Reproduce the listing word for word. Skip any image.

>> START

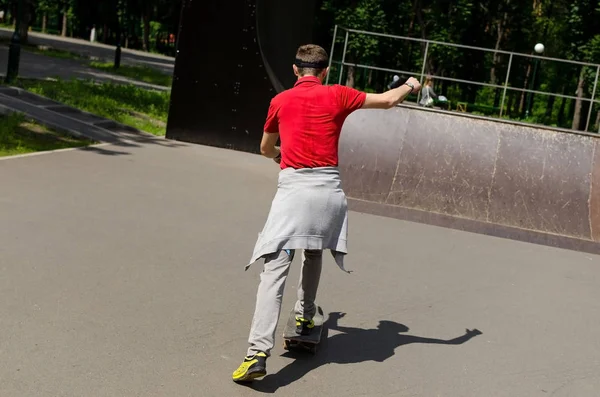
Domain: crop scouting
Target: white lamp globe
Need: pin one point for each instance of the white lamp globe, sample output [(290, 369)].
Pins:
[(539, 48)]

>> END

# [Complete output]
Domain: crop scouting
Target: white lamp globe
Need: pin one point for each instance of the white lamp globe, sample output [(290, 369)].
Pins:
[(539, 48)]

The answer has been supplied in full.